_WHAT NEEDS TO BE DONE_: Among the records that follow, find the line with "of the dirt" and the line with "of the wooden". Set down those lines and all lines between them exactly, without adding anything.

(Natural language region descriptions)
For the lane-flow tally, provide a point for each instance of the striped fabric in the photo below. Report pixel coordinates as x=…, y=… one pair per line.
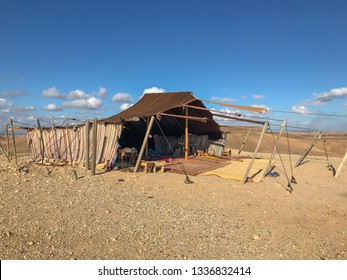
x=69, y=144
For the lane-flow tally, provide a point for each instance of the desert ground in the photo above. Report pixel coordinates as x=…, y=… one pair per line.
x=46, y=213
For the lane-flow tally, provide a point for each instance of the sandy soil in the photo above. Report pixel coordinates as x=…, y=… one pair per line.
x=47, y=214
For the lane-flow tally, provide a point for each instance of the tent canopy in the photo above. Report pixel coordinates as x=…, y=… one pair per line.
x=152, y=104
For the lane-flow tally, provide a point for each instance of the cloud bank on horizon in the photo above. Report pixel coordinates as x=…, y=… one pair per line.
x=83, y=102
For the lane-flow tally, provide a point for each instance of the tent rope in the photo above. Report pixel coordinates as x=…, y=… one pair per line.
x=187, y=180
...
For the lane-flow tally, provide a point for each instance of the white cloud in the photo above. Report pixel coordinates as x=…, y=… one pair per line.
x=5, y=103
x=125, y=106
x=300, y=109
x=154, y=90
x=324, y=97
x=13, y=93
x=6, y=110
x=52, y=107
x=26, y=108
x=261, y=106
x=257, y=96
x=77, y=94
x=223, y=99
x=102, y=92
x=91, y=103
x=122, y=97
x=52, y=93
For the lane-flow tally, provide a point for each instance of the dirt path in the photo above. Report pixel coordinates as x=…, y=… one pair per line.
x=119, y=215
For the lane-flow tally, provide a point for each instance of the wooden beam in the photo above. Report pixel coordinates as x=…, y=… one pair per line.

_ANSWER SECTION_:
For the lane-flow tally, provide a point for each instance of the dirt path in the photo above. Report pixel coordinates as x=…, y=… one pair per line.
x=119, y=215
For the lane-flow tally, provide a point for each instance of the wooden beam in the photo above. Report pixel coordinates as x=…, y=… one pair per line.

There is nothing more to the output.